___ Material supplied

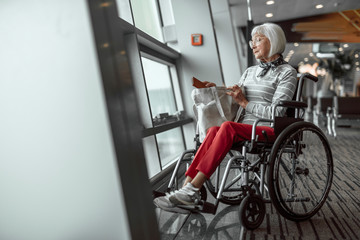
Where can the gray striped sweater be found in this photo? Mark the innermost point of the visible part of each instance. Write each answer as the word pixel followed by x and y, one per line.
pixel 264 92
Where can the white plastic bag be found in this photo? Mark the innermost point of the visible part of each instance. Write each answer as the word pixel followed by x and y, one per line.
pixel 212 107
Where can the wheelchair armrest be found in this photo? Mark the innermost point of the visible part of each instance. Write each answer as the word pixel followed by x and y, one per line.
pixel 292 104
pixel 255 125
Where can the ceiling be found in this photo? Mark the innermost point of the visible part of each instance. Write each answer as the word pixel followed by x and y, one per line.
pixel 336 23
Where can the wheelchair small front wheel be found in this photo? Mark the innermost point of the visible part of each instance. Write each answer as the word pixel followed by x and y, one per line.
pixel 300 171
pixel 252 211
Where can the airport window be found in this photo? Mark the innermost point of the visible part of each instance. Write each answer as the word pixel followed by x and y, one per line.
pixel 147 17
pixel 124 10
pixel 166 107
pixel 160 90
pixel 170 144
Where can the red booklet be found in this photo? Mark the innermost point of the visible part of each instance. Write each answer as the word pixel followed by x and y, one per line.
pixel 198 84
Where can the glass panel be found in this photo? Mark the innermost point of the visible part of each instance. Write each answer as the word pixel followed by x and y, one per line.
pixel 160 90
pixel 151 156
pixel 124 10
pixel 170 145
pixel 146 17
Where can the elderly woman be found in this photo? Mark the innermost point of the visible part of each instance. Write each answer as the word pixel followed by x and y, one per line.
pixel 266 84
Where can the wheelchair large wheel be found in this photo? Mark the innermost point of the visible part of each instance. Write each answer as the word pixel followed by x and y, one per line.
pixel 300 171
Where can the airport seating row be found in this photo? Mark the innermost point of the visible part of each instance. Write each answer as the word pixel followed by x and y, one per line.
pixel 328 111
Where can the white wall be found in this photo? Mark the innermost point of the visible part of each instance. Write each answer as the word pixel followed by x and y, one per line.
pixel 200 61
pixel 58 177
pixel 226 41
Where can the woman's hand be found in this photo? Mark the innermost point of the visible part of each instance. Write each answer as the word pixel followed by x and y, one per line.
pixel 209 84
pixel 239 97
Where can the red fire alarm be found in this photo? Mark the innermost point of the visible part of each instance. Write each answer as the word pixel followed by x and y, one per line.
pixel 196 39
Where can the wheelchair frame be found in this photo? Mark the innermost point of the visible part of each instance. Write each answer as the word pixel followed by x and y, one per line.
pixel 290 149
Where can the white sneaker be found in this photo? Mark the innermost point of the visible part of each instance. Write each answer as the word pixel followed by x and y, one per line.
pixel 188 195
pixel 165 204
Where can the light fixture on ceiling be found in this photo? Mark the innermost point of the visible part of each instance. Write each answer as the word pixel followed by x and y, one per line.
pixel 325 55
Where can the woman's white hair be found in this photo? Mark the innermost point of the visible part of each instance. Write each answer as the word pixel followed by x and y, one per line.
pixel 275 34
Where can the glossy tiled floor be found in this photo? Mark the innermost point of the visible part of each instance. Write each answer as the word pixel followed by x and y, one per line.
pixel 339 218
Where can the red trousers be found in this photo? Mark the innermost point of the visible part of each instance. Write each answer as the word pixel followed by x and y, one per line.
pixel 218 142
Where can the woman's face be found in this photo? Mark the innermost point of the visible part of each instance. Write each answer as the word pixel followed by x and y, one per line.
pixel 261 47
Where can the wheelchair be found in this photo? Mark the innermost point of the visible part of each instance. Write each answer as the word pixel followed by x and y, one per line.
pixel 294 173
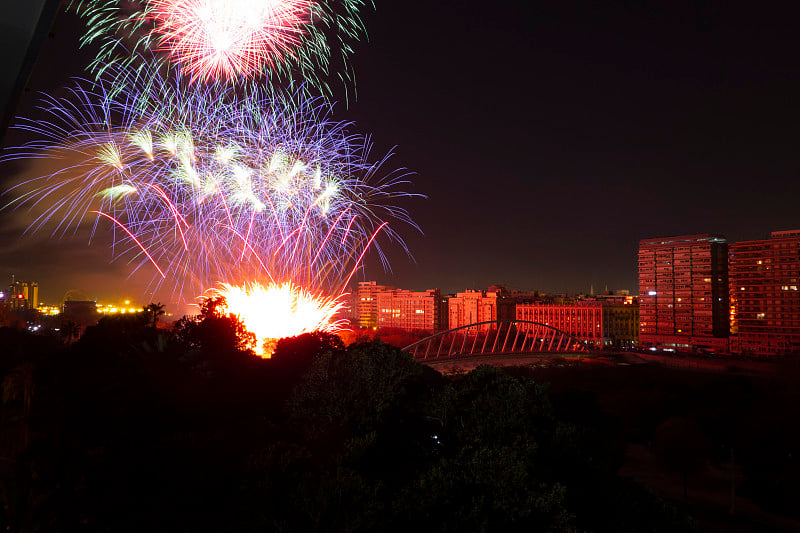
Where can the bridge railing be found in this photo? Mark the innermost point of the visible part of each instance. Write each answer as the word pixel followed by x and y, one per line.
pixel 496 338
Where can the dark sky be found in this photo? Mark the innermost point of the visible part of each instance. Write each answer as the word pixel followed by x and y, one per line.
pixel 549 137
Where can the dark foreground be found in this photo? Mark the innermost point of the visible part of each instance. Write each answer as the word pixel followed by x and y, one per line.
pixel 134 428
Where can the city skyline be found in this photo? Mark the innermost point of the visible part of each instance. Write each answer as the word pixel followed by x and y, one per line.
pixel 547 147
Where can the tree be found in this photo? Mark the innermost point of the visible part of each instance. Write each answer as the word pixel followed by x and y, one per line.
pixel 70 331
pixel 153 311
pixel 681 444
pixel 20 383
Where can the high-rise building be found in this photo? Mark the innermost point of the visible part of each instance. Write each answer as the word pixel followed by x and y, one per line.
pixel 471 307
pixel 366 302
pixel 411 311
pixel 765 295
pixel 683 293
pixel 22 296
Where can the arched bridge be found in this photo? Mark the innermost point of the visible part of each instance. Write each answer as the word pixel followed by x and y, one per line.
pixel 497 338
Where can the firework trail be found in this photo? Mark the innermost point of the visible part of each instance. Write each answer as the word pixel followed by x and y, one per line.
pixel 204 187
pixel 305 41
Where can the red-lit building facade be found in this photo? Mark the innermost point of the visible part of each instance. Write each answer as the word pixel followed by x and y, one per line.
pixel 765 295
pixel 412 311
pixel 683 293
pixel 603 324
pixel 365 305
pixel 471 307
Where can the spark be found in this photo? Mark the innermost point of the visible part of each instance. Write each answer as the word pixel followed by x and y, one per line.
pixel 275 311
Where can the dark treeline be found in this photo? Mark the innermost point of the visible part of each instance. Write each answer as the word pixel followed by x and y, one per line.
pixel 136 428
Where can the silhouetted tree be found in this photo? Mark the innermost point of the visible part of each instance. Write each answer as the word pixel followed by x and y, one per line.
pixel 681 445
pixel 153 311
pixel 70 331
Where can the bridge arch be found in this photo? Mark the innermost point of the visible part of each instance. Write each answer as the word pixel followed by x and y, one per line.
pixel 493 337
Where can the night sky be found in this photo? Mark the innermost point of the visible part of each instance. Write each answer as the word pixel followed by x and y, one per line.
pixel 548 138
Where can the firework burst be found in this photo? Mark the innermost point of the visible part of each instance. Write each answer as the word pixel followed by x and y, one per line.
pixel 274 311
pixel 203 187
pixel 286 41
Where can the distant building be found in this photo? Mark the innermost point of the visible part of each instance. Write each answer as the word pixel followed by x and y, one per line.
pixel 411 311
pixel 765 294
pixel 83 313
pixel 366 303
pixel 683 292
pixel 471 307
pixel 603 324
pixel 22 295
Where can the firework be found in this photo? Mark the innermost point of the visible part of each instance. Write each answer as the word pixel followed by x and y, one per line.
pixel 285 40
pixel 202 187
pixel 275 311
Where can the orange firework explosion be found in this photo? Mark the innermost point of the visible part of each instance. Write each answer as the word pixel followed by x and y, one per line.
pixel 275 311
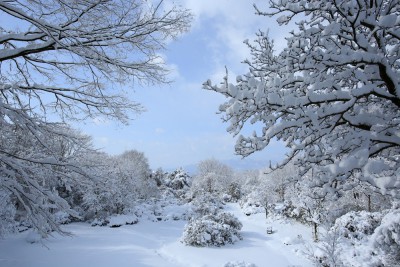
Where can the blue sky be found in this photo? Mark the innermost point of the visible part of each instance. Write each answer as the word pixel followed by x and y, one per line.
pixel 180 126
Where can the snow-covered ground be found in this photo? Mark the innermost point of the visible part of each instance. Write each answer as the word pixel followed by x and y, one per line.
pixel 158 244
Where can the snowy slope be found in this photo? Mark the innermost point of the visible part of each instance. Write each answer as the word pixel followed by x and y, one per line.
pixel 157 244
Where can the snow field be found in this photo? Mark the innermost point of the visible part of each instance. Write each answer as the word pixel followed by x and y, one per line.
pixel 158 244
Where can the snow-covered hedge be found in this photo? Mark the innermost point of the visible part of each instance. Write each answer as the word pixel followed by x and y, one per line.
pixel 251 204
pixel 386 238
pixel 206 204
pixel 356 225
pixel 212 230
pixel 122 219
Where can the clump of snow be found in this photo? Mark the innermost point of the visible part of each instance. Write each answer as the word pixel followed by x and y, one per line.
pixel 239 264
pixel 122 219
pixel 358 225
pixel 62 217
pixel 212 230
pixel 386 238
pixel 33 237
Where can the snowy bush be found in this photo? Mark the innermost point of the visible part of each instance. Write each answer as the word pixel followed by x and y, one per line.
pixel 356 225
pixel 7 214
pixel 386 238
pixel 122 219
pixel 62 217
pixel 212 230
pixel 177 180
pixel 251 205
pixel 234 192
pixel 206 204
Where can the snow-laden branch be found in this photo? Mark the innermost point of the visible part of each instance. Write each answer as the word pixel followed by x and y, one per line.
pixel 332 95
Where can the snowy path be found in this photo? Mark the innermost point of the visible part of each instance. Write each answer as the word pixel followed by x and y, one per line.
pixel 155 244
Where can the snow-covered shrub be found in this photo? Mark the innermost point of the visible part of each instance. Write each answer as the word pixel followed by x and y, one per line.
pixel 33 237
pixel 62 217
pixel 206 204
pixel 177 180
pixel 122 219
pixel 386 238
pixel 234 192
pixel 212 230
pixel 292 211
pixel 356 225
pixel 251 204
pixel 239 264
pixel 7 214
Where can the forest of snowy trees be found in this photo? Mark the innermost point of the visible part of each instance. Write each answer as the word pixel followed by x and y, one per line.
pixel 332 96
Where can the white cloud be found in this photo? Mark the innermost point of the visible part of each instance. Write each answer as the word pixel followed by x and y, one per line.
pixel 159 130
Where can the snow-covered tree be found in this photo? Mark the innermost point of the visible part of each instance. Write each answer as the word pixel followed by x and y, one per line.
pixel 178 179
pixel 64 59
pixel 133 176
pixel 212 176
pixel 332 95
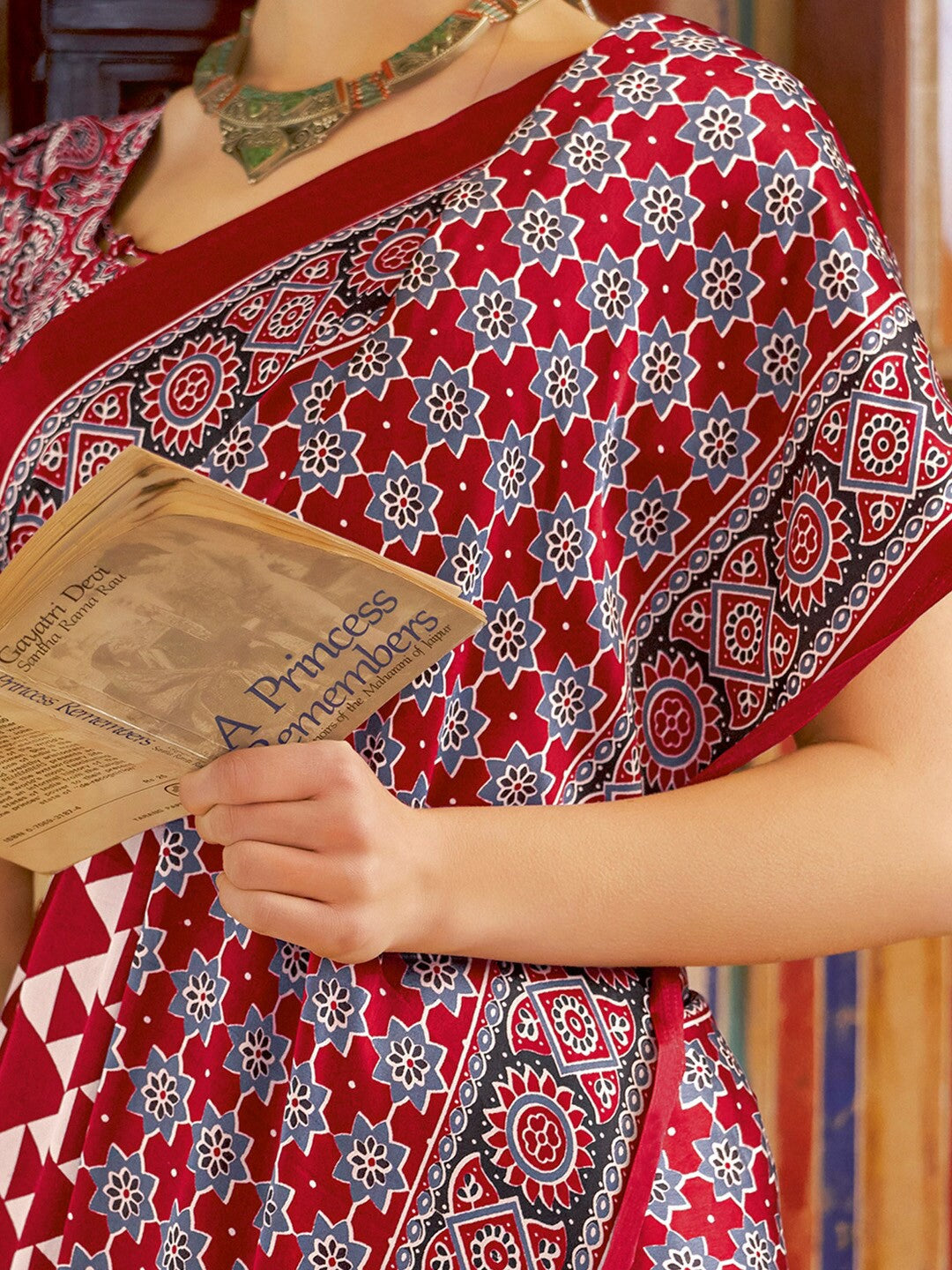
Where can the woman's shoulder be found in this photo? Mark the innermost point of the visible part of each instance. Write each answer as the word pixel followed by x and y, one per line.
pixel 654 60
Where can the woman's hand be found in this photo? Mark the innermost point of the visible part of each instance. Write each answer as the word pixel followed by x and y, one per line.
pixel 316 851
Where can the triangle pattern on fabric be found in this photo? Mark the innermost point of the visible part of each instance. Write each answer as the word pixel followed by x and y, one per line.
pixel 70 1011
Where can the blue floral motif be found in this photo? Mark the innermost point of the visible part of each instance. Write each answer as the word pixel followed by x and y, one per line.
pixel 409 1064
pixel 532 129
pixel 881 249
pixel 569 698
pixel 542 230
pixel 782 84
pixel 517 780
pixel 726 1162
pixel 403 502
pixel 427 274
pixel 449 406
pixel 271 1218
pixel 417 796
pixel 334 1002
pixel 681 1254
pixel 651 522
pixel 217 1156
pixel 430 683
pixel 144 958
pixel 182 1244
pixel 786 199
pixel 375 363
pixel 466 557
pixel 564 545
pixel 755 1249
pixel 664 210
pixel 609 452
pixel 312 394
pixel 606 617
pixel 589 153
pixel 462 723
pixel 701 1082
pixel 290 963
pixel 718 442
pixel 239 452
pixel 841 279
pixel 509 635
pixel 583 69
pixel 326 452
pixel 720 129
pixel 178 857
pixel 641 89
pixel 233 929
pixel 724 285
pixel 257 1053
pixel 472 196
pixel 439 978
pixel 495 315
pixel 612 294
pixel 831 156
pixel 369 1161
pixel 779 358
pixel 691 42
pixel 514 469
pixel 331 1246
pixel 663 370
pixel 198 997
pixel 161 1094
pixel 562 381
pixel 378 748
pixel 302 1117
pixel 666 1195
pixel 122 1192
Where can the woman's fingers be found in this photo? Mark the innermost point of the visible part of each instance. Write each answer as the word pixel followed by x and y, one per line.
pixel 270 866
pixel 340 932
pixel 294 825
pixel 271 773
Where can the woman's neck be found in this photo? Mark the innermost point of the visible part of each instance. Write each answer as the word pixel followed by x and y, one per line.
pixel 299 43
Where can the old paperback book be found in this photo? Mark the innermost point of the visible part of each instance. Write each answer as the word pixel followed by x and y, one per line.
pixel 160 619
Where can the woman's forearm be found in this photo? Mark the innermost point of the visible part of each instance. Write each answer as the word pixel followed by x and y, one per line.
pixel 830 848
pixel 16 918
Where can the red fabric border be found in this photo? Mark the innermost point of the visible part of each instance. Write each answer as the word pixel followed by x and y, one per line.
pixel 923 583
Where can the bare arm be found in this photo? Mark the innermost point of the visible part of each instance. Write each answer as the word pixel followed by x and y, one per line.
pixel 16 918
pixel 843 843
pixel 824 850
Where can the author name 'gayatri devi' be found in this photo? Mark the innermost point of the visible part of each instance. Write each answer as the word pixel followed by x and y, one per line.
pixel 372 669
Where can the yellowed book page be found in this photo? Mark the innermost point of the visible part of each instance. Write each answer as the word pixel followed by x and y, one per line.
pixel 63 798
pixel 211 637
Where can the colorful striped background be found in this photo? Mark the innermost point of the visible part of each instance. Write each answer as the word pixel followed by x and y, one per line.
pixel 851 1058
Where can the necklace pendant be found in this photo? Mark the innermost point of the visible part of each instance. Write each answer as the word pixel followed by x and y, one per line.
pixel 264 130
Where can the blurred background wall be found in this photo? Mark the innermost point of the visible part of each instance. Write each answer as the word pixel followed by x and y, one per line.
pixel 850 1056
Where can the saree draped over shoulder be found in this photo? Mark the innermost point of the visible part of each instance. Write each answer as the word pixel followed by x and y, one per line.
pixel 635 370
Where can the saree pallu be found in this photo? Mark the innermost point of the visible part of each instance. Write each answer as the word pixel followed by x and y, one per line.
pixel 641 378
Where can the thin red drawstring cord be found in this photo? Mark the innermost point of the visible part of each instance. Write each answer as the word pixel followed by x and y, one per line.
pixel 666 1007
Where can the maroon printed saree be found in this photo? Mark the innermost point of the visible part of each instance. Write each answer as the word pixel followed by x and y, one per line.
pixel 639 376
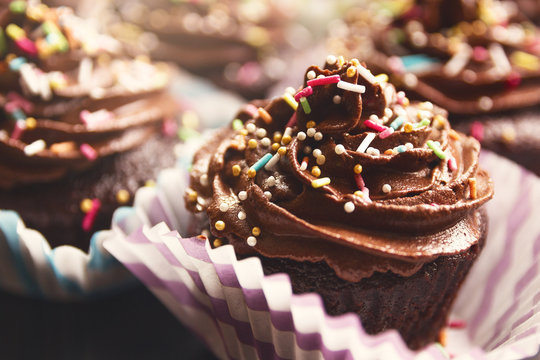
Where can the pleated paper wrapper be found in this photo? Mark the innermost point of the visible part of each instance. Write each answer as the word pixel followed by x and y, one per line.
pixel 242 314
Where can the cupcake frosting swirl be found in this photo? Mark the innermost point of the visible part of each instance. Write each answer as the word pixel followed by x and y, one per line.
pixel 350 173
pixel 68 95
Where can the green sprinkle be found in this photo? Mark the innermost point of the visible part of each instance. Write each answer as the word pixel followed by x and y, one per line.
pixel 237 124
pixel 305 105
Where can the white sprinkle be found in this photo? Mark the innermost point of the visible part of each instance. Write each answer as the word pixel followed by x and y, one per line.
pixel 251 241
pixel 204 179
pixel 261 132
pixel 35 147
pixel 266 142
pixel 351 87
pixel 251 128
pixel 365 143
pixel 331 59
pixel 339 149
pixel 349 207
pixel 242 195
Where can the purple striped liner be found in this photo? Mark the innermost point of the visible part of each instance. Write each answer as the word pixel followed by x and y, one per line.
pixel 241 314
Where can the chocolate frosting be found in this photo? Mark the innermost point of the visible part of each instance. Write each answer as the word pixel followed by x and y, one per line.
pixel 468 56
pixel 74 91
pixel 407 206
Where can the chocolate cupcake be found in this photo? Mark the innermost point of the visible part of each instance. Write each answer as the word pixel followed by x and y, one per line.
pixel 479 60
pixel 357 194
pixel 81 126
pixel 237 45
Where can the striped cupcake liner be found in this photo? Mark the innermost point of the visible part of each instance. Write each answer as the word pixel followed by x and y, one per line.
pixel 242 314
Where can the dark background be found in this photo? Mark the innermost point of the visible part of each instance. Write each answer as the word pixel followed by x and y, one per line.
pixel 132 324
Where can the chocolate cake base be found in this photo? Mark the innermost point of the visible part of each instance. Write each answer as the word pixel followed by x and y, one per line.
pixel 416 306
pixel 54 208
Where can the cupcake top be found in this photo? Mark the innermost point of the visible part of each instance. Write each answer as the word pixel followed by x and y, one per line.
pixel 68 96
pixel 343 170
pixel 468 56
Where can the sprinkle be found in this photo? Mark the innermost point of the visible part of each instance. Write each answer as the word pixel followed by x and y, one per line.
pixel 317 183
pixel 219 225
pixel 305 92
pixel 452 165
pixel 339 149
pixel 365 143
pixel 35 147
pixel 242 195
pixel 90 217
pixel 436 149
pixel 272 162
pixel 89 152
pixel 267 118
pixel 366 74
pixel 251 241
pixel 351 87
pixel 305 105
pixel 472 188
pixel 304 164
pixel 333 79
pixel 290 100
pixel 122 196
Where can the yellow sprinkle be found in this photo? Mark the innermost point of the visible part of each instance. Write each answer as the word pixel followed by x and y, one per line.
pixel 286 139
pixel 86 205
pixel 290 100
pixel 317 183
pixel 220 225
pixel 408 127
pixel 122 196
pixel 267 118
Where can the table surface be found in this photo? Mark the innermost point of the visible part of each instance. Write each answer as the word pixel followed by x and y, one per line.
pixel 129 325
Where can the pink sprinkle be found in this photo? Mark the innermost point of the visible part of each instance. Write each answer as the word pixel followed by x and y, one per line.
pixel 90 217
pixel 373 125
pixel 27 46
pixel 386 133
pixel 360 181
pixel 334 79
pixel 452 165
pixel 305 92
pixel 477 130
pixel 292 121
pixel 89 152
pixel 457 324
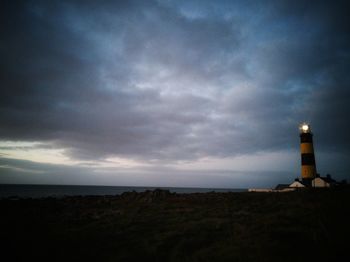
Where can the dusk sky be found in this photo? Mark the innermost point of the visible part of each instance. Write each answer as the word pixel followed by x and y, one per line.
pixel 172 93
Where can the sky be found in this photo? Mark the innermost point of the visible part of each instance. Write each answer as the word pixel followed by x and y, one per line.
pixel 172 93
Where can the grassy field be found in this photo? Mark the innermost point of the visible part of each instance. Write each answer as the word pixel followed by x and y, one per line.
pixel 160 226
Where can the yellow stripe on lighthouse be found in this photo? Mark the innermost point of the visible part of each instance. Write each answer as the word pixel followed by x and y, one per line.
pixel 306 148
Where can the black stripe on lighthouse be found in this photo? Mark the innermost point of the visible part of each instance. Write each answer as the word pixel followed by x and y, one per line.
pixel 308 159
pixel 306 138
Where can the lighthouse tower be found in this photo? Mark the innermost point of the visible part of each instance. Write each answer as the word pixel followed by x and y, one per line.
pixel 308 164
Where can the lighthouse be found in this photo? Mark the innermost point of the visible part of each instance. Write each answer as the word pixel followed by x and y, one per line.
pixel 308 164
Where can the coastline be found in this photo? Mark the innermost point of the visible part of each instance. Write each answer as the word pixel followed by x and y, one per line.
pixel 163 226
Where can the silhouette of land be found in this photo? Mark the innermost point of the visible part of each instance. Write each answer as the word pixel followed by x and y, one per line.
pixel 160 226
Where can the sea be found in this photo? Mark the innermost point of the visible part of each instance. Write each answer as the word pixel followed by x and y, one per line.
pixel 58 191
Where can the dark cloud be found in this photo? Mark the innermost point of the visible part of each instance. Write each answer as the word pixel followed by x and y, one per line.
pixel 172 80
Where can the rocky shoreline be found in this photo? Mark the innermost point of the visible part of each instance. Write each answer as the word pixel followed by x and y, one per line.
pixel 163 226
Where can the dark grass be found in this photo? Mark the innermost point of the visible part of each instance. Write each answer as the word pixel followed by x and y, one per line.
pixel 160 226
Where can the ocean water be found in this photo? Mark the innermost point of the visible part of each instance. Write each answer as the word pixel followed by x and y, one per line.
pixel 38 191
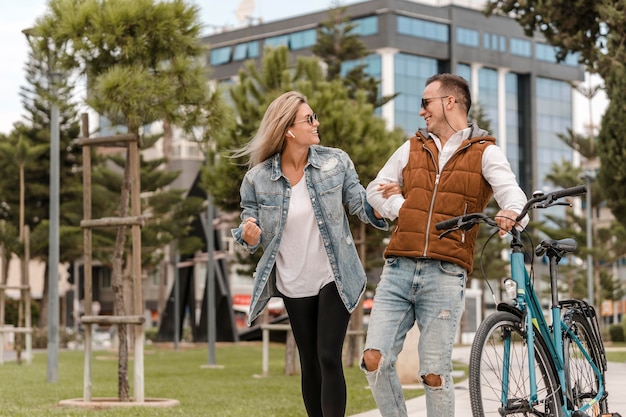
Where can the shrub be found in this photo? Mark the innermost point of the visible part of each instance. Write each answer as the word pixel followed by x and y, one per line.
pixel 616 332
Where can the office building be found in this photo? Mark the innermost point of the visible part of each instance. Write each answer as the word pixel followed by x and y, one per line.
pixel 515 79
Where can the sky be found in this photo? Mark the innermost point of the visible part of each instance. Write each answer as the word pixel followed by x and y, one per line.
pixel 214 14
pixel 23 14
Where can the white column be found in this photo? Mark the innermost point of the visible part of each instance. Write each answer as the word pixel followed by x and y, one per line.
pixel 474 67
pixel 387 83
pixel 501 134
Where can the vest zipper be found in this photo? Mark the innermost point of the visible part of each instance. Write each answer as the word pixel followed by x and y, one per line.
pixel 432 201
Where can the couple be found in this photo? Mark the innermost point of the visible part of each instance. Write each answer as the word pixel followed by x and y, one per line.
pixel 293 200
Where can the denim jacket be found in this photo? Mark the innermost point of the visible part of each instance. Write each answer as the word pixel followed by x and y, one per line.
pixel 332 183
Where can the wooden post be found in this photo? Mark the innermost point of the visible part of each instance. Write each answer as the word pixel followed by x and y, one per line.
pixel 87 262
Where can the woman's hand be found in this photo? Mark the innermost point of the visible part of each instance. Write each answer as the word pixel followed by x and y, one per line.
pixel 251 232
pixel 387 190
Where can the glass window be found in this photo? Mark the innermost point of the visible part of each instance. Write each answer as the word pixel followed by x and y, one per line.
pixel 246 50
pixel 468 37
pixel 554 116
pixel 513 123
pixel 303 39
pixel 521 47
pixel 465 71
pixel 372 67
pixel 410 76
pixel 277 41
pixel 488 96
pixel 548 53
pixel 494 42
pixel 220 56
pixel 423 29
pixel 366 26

______

What the task requires: Rewrite the lines of the material starting at the one containing "Where can the old" and ending at the one containing "pixel 372 669" as a JSON list of strings, one string per line, with blank lines left out.

The completed task:
[
  "Where can the old paperback book be found in this photo? Mark the innermost point of the visible part of each instance. Write each answer as the word pixel followed by x and y, one per line.",
  "pixel 160 619",
  "Where can the woman's forearm be found in this photo? Mark the innermost point of the visible part of each instance. Write each answer as the word pixel followed by x and y, one per line.",
  "pixel 830 848",
  "pixel 16 918",
  "Where can the red fabric border be found in this photo? Mark the innermost point of the visible part of each instance. Write each answer as the word pixel followed by x and y, one per line.",
  "pixel 923 583",
  "Where can the bare arm be found in this photo? Mark the innermost point of the visible part of each instance. Write each answer as the word pixel followed by x and y, one per line.",
  "pixel 16 918",
  "pixel 843 843",
  "pixel 824 850",
  "Where can the author name 'gayatri devi' be found in this photo? Mark the innermost point of the visible part of each instance. Write each answer as the word pixel followed by x and y, one per line.",
  "pixel 372 669"
]